* **DATA EXCERPTS**:
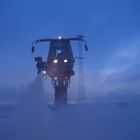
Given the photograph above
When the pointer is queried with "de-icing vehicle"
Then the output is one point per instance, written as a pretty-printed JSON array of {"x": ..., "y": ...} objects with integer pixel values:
[{"x": 59, "y": 64}]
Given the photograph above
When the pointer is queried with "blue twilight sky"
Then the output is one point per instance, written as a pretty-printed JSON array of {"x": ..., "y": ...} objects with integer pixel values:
[{"x": 112, "y": 28}]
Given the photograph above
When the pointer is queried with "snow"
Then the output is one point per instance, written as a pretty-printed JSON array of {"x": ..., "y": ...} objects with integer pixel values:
[{"x": 30, "y": 118}]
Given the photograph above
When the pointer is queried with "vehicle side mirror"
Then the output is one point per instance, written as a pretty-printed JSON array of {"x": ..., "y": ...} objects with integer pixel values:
[{"x": 33, "y": 49}]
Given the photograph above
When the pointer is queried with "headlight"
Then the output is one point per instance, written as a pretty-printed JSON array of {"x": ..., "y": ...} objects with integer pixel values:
[
  {"x": 55, "y": 61},
  {"x": 65, "y": 60},
  {"x": 55, "y": 78}
]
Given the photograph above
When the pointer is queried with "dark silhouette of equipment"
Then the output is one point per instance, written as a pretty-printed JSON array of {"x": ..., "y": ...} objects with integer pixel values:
[{"x": 59, "y": 64}]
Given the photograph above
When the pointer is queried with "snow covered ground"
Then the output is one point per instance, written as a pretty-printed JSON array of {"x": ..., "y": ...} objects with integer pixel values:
[{"x": 27, "y": 117}]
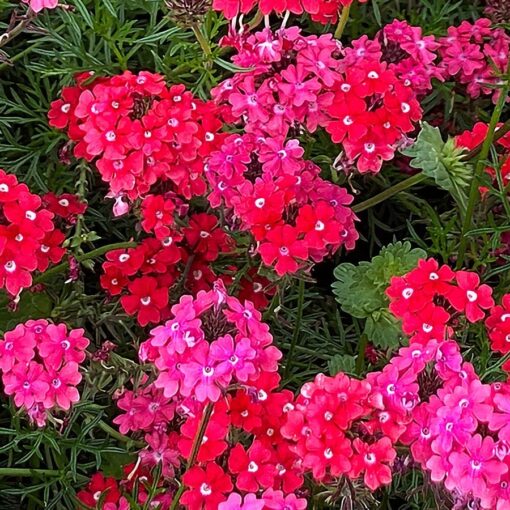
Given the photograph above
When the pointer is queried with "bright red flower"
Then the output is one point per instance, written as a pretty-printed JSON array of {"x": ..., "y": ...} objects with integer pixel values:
[
  {"x": 146, "y": 299},
  {"x": 373, "y": 460},
  {"x": 207, "y": 487}
]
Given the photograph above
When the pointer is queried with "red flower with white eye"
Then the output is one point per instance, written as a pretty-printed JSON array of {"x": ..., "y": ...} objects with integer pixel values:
[
  {"x": 261, "y": 204},
  {"x": 98, "y": 488},
  {"x": 62, "y": 110},
  {"x": 205, "y": 238},
  {"x": 469, "y": 296},
  {"x": 350, "y": 112},
  {"x": 27, "y": 213},
  {"x": 323, "y": 455},
  {"x": 369, "y": 151},
  {"x": 50, "y": 249},
  {"x": 429, "y": 277},
  {"x": 10, "y": 189},
  {"x": 113, "y": 279},
  {"x": 107, "y": 138},
  {"x": 66, "y": 205},
  {"x": 207, "y": 487},
  {"x": 157, "y": 215},
  {"x": 254, "y": 468},
  {"x": 373, "y": 460},
  {"x": 129, "y": 261},
  {"x": 146, "y": 299},
  {"x": 498, "y": 326},
  {"x": 282, "y": 248},
  {"x": 319, "y": 225},
  {"x": 370, "y": 77},
  {"x": 15, "y": 269}
]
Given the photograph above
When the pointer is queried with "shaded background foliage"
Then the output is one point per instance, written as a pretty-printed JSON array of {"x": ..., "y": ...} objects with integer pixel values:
[{"x": 315, "y": 334}]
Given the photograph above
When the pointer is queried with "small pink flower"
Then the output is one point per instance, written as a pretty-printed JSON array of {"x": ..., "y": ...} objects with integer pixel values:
[{"x": 28, "y": 383}]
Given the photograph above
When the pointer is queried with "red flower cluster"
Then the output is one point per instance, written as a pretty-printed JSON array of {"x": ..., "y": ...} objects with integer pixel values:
[
  {"x": 476, "y": 55},
  {"x": 322, "y": 11},
  {"x": 406, "y": 51},
  {"x": 139, "y": 131},
  {"x": 321, "y": 426},
  {"x": 144, "y": 274},
  {"x": 29, "y": 240},
  {"x": 111, "y": 493},
  {"x": 460, "y": 434},
  {"x": 269, "y": 190},
  {"x": 40, "y": 367},
  {"x": 306, "y": 82},
  {"x": 474, "y": 137},
  {"x": 216, "y": 354}
]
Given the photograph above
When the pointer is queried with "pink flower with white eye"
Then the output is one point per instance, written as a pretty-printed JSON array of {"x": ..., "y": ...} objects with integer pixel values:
[
  {"x": 470, "y": 297},
  {"x": 28, "y": 383},
  {"x": 236, "y": 357},
  {"x": 62, "y": 390},
  {"x": 160, "y": 451},
  {"x": 236, "y": 502},
  {"x": 279, "y": 157},
  {"x": 181, "y": 332},
  {"x": 203, "y": 375},
  {"x": 39, "y": 5},
  {"x": 450, "y": 428},
  {"x": 62, "y": 346},
  {"x": 277, "y": 500},
  {"x": 474, "y": 399},
  {"x": 170, "y": 375},
  {"x": 16, "y": 346},
  {"x": 477, "y": 467},
  {"x": 37, "y": 414}
]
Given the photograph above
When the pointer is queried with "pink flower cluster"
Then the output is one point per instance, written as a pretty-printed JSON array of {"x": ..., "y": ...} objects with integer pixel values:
[
  {"x": 216, "y": 354},
  {"x": 40, "y": 367},
  {"x": 139, "y": 131},
  {"x": 322, "y": 11},
  {"x": 299, "y": 82},
  {"x": 266, "y": 188},
  {"x": 210, "y": 342},
  {"x": 38, "y": 5},
  {"x": 476, "y": 55},
  {"x": 427, "y": 397},
  {"x": 460, "y": 434},
  {"x": 29, "y": 240},
  {"x": 407, "y": 52}
]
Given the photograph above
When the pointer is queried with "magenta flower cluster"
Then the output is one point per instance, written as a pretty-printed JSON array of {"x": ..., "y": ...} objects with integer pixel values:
[{"x": 39, "y": 362}]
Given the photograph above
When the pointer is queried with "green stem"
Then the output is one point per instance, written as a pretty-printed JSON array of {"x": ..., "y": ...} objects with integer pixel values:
[
  {"x": 26, "y": 472},
  {"x": 479, "y": 169},
  {"x": 389, "y": 192},
  {"x": 117, "y": 435},
  {"x": 86, "y": 256},
  {"x": 204, "y": 44},
  {"x": 197, "y": 442},
  {"x": 255, "y": 22},
  {"x": 342, "y": 22},
  {"x": 297, "y": 327},
  {"x": 360, "y": 360},
  {"x": 15, "y": 31}
]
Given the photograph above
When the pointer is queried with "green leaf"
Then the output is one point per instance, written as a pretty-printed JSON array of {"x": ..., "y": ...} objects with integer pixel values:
[
  {"x": 442, "y": 161},
  {"x": 32, "y": 305},
  {"x": 360, "y": 290},
  {"x": 383, "y": 330},
  {"x": 341, "y": 363},
  {"x": 112, "y": 463}
]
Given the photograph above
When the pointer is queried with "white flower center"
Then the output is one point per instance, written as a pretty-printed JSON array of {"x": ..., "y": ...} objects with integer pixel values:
[{"x": 471, "y": 295}]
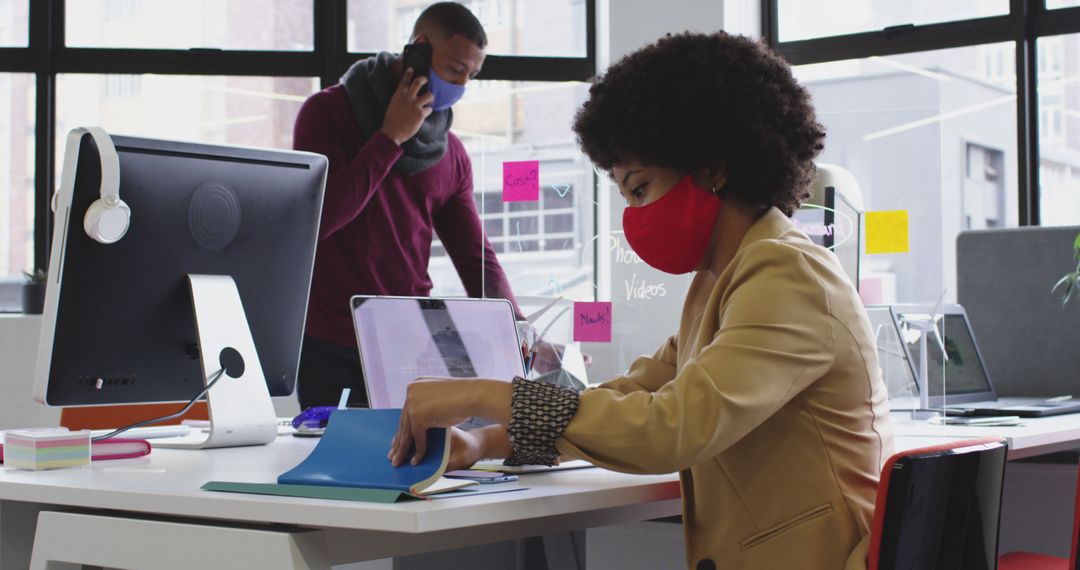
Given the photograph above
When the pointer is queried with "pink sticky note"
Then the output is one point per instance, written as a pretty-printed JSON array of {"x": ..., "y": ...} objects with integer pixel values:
[
  {"x": 592, "y": 322},
  {"x": 521, "y": 181}
]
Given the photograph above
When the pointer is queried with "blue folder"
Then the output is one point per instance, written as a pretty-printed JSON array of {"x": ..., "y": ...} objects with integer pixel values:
[{"x": 352, "y": 452}]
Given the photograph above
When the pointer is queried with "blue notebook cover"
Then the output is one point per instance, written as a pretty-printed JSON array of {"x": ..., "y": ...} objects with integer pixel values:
[{"x": 352, "y": 452}]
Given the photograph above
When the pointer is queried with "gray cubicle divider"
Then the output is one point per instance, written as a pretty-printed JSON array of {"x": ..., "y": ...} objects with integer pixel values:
[{"x": 1028, "y": 340}]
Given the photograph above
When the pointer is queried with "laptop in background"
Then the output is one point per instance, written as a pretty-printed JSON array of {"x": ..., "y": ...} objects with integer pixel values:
[
  {"x": 966, "y": 388},
  {"x": 1028, "y": 340}
]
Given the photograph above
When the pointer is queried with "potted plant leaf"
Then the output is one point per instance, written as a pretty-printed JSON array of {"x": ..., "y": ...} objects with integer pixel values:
[
  {"x": 34, "y": 293},
  {"x": 1069, "y": 280}
]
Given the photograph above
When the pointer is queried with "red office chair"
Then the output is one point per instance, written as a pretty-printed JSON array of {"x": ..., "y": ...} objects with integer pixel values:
[
  {"x": 1023, "y": 560},
  {"x": 937, "y": 507}
]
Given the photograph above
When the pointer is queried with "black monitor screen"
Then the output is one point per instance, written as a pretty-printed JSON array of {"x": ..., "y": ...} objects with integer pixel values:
[
  {"x": 963, "y": 370},
  {"x": 124, "y": 314}
]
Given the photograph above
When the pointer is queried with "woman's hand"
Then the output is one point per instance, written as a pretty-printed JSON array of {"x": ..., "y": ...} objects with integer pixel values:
[
  {"x": 444, "y": 403},
  {"x": 467, "y": 448}
]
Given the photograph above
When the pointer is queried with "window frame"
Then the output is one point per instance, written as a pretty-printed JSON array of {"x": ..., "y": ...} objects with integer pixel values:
[
  {"x": 1027, "y": 21},
  {"x": 46, "y": 56}
]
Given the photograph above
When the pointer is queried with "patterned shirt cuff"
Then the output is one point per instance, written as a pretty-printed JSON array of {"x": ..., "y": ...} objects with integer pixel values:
[{"x": 539, "y": 415}]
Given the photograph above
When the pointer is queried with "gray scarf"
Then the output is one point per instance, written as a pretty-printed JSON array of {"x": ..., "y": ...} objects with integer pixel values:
[{"x": 370, "y": 84}]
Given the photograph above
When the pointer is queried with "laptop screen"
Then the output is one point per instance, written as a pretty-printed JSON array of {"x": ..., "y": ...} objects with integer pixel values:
[
  {"x": 402, "y": 339},
  {"x": 963, "y": 370}
]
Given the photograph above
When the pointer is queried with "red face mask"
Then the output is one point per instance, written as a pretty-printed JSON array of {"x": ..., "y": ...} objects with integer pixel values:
[{"x": 673, "y": 232}]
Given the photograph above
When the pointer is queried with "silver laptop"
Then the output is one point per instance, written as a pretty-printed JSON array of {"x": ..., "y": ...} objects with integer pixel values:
[
  {"x": 405, "y": 338},
  {"x": 961, "y": 383}
]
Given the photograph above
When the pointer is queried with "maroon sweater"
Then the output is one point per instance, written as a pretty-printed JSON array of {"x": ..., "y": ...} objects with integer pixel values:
[{"x": 376, "y": 232}]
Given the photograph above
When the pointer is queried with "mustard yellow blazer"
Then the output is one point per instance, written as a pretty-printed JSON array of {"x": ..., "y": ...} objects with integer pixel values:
[{"x": 768, "y": 402}]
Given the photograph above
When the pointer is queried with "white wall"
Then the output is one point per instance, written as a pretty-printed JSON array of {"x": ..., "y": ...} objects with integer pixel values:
[{"x": 18, "y": 349}]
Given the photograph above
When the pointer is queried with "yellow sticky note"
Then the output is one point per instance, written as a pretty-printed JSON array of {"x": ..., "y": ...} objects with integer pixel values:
[{"x": 887, "y": 232}]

* **WHAT THE TASK REQUIRES**:
Count how many lines in the records above contain the string "pink". Reply with only the number.

* **TASK RESULT**:
4